* **READING TEXT**
╭──

The Motel (film)


The Motel is the debut feature from director Michael Kang. The film won the Humanitas Prize in the Sundance Film Festival category, and was nominated for an Independent Spirit Award for Best First Feature.
It is based on the novel Waylaid by Ed Lin.

Plot

Thirteen-year-old Ernest Chin's life is devoted to working at his family's hourly-rate motel, where a steady stream of prostitutes, johns, and various other shady characters come and go. Abandoned by his father, he lives with his mother, grandfather, and younger sister Katie. The film is a loosely assembled series of vignettes examining the difficulty of adolescence. Recurring themes include painful encounters with a bully named Roy and Ernest's persistent feelings of being misunderstood by his family. Ernest also blindly explores his incipient sexuality, which includes nursing a crush on Christine, an older girl who works at a Chinese restaurant nearby. Ernest's life changes after he meets the newest guest at the motel: a self-destructive yet charming Korean-American man named Sam Kim, who is caught in a downward spiral after estrangement from his wife.

╰──

Extracted records:
╭──

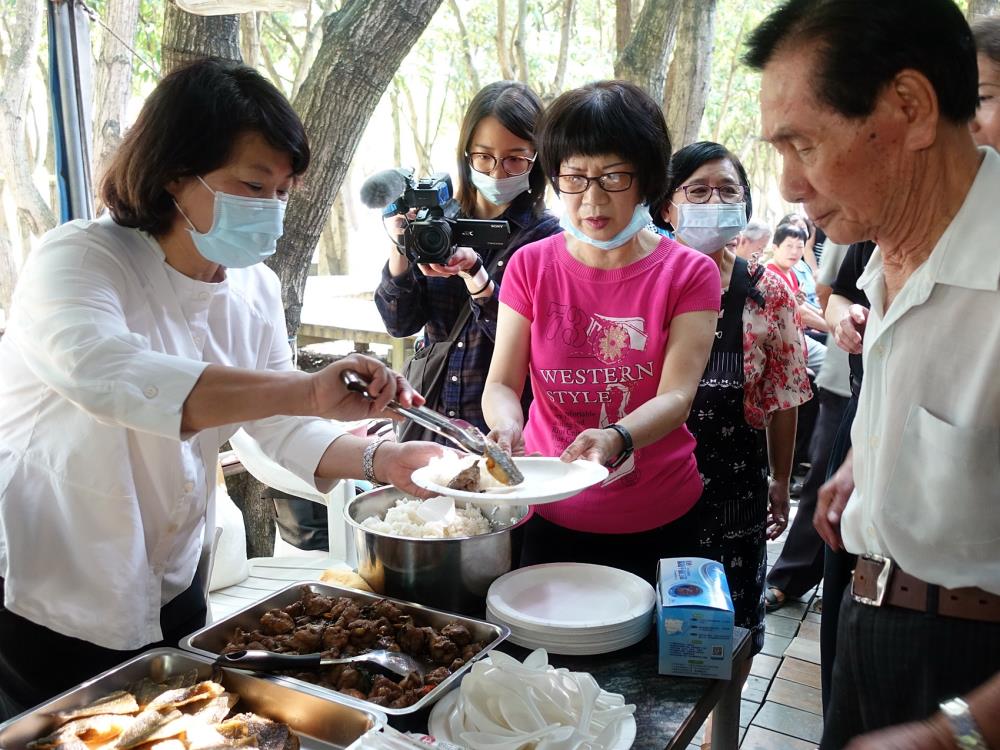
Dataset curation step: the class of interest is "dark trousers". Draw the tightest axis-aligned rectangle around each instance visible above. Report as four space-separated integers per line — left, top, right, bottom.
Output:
0 573 208 721
767 388 850 597
820 590 1000 750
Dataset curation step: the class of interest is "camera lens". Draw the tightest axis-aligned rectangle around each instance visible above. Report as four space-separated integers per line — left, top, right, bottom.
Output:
413 219 452 263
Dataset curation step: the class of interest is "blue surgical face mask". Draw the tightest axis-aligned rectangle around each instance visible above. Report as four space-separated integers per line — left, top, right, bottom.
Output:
674 203 747 253
174 177 285 268
559 203 653 250
469 169 531 206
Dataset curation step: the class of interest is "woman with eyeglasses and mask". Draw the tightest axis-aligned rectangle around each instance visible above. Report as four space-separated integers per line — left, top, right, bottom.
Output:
0 59 441 719
483 81 720 582
375 81 559 442
656 141 811 664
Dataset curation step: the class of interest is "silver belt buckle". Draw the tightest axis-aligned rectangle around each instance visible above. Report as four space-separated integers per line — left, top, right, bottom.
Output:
851 553 895 607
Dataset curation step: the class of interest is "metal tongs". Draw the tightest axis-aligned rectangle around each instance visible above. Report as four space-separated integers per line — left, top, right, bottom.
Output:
340 370 524 485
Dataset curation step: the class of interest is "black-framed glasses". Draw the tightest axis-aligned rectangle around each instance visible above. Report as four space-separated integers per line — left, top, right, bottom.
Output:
556 172 635 195
674 184 746 203
465 151 538 177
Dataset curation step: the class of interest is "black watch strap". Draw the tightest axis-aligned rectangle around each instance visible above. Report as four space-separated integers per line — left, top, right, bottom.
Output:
604 424 635 469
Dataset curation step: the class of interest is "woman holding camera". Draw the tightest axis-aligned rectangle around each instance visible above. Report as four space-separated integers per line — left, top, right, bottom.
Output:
375 81 559 441
483 81 721 581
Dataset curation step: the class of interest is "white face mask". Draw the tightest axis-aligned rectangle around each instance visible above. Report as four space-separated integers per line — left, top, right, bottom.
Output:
674 203 747 253
469 168 531 206
174 177 285 268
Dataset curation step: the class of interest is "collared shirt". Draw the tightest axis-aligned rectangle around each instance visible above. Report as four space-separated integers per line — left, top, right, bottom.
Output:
0 217 343 650
841 148 1000 594
375 206 560 441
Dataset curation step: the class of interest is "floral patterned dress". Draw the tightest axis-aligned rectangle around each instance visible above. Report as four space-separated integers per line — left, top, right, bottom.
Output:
687 258 812 653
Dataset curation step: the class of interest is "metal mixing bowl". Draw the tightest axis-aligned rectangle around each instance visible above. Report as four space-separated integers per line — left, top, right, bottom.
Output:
344 486 528 617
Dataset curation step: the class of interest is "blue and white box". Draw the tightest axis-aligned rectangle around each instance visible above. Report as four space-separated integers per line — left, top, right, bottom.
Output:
656 557 733 680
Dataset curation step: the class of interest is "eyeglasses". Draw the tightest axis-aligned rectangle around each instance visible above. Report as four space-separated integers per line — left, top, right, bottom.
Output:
556 172 635 195
674 185 746 203
465 151 538 177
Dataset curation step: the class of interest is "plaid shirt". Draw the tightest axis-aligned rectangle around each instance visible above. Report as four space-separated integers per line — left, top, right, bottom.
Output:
375 206 561 442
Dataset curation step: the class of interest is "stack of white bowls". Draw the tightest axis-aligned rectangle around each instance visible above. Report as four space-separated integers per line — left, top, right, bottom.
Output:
486 563 656 655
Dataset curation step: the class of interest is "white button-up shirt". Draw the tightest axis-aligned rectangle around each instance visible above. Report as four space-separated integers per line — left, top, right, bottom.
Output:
841 149 1000 594
0 217 343 650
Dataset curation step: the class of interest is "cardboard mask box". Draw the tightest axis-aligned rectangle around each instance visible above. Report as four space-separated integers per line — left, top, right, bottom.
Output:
656 557 733 680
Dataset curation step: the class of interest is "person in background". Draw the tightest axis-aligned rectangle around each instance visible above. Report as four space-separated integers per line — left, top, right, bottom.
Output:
656 141 812 668
969 16 1000 149
483 81 721 582
745 0 1000 750
375 81 559 442
765 242 851 612
733 219 771 262
0 59 441 710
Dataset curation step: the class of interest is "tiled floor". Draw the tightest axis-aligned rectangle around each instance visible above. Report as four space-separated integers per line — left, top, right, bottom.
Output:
690 500 823 750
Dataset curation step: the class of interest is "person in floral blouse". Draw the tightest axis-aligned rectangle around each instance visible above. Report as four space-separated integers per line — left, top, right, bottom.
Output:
656 141 812 668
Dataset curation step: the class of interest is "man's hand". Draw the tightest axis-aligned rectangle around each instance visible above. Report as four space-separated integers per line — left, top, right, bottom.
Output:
372 440 458 498
847 714 956 750
486 422 524 456
833 305 868 354
417 247 479 278
767 477 790 541
559 429 625 466
813 453 854 551
307 354 424 421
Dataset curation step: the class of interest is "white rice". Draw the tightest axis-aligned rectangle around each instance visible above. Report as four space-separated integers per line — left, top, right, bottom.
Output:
361 500 492 539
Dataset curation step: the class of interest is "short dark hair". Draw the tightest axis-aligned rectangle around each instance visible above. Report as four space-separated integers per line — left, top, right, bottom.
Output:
100 58 309 235
458 81 545 216
538 81 670 210
652 141 753 229
743 0 978 123
771 224 809 246
972 16 1000 63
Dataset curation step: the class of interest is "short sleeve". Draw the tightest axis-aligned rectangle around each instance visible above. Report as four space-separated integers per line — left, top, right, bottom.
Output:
671 245 722 318
500 240 548 320
743 271 812 429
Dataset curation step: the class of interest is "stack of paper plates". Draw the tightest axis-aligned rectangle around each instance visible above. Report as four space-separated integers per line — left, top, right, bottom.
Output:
486 563 656 655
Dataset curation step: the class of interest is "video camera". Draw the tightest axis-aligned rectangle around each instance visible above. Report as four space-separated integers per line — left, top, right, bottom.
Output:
361 168 510 263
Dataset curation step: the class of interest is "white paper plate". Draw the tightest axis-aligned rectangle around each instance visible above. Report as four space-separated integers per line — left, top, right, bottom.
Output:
427 687 636 750
486 563 656 632
411 456 608 505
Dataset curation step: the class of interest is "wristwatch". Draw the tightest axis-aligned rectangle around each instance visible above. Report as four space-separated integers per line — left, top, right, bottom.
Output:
604 424 634 469
941 698 989 750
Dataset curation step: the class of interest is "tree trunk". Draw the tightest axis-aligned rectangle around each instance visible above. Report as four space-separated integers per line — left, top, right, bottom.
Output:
93 0 139 192
514 0 529 83
615 0 632 58
448 0 482 93
615 0 682 102
497 0 514 81
663 0 716 150
0 0 56 253
966 0 1000 21
239 12 260 68
547 0 576 99
161 0 243 75
267 0 442 336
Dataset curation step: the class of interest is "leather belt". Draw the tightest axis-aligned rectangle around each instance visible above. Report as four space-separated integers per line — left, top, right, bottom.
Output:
851 555 1000 623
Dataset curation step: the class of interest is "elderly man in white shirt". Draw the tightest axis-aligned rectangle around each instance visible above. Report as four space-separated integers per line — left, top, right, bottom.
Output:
747 0 1000 750
0 60 441 707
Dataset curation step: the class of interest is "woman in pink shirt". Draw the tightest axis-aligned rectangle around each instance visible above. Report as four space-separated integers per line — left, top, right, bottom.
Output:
483 81 721 580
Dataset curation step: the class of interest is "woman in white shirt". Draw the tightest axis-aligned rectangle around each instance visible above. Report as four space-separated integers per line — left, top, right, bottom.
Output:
0 55 441 707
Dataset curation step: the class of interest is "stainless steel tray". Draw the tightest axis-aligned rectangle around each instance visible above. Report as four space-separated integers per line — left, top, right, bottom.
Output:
180 581 510 716
0 648 386 750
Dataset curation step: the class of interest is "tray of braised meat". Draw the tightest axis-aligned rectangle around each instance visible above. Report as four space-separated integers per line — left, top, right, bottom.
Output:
181 583 510 715
0 648 385 750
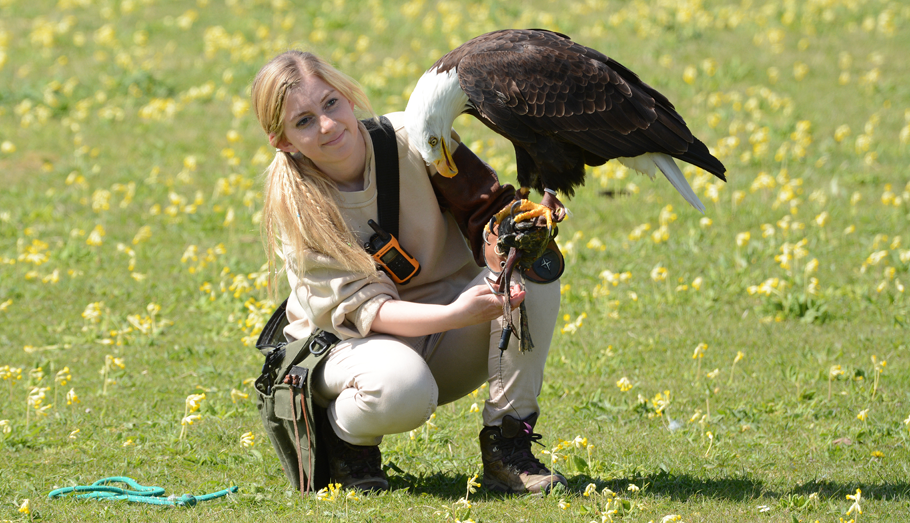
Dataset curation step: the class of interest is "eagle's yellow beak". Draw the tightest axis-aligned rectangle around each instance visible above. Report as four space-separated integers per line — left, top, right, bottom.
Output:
433 140 458 178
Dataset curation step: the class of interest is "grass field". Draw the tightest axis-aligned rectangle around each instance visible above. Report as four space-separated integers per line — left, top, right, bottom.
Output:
0 0 910 523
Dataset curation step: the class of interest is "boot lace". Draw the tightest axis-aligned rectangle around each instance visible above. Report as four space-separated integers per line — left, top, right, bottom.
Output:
496 426 549 474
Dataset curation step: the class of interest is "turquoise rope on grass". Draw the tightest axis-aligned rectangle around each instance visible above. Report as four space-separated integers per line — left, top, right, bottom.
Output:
47 476 237 507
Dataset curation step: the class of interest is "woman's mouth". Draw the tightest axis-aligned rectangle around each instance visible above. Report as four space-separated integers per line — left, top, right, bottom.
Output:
322 131 344 146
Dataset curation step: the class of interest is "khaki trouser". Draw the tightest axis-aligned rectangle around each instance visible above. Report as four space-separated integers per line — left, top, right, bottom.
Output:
313 269 559 445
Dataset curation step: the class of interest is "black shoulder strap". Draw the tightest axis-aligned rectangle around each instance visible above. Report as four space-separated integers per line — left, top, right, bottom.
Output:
362 116 399 237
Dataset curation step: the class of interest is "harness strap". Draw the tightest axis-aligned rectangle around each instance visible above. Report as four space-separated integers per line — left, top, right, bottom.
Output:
362 116 399 238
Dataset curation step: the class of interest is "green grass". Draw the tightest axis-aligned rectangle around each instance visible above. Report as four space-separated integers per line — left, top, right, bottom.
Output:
0 0 910 522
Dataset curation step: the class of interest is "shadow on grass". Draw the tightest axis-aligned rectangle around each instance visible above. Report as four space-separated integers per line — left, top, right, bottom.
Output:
389 469 910 501
791 480 910 501
569 472 778 501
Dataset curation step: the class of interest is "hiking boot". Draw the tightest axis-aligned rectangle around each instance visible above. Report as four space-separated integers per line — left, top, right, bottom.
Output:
480 412 568 494
322 416 389 492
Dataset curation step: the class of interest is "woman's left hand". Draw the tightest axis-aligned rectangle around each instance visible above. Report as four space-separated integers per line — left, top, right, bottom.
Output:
449 285 526 326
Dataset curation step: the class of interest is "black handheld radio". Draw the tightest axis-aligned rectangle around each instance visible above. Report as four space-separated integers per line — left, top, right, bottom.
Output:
363 220 420 285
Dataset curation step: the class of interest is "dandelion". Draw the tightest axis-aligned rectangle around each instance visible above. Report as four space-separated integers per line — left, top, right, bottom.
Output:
872 354 888 399
560 312 588 334
651 390 670 417
66 389 82 405
316 483 341 503
101 354 126 395
828 365 844 400
736 231 752 247
240 431 256 448
847 489 863 516
616 376 632 392
85 223 105 247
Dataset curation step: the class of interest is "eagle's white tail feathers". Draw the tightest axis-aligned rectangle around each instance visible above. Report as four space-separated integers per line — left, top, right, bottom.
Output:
617 153 705 214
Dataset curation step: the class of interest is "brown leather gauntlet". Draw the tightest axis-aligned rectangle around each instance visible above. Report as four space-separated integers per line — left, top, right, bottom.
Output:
430 143 515 267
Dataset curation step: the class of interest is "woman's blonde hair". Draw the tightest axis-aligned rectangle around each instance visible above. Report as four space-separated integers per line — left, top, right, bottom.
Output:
251 51 376 293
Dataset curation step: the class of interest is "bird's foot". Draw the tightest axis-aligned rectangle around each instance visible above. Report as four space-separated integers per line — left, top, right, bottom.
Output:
484 200 565 234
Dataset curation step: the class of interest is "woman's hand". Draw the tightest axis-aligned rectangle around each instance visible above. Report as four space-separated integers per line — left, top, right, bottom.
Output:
370 285 525 336
449 285 525 327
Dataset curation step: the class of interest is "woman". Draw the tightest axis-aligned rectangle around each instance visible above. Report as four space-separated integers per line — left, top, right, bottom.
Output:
252 51 565 492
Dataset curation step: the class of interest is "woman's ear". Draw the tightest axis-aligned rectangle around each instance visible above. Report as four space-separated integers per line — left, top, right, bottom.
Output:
269 133 297 154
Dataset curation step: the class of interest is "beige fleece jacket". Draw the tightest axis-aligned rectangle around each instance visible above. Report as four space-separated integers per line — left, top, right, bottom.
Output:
284 112 480 340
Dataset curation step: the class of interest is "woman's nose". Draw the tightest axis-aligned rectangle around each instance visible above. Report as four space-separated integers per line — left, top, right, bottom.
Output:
319 114 336 133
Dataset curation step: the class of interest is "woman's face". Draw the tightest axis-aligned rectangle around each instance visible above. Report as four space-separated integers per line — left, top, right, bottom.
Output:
269 75 366 190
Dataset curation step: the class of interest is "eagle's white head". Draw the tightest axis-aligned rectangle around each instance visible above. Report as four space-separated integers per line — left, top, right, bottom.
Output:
404 68 468 178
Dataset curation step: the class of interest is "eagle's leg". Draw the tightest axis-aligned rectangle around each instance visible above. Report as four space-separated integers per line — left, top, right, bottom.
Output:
484 187 566 234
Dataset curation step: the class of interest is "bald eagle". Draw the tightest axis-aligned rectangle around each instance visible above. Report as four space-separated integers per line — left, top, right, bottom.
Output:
405 29 726 221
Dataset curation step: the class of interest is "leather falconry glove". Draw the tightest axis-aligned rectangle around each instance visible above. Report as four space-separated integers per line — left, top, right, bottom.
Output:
431 144 565 351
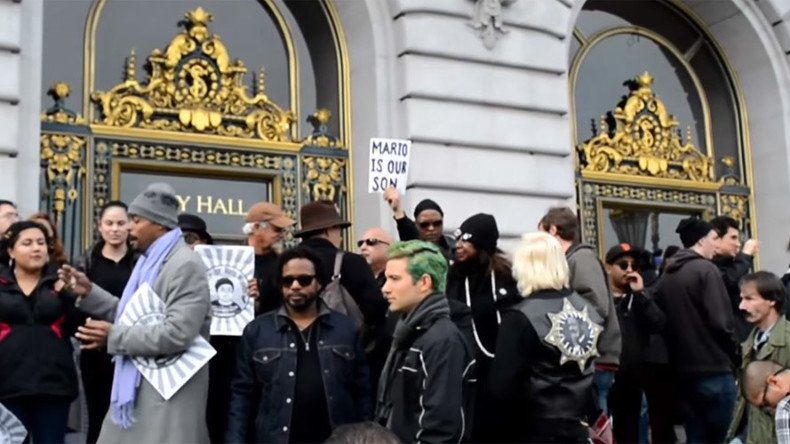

╰──

* **WORK ORDER**
Write out everything in the text about The Motel from "The Motel is" down to "Waylaid by Ed Lin.", copying it word for word.

* **RESULT OF THIS TASK**
The Motel is the debut feature from director Michael Kang. The film won the Humanitas Prize in the Sundance Film Festival category, and was nominated for an Independent Spirit Award for Best First Feature.
It is based on the novel Waylaid by Ed Lin.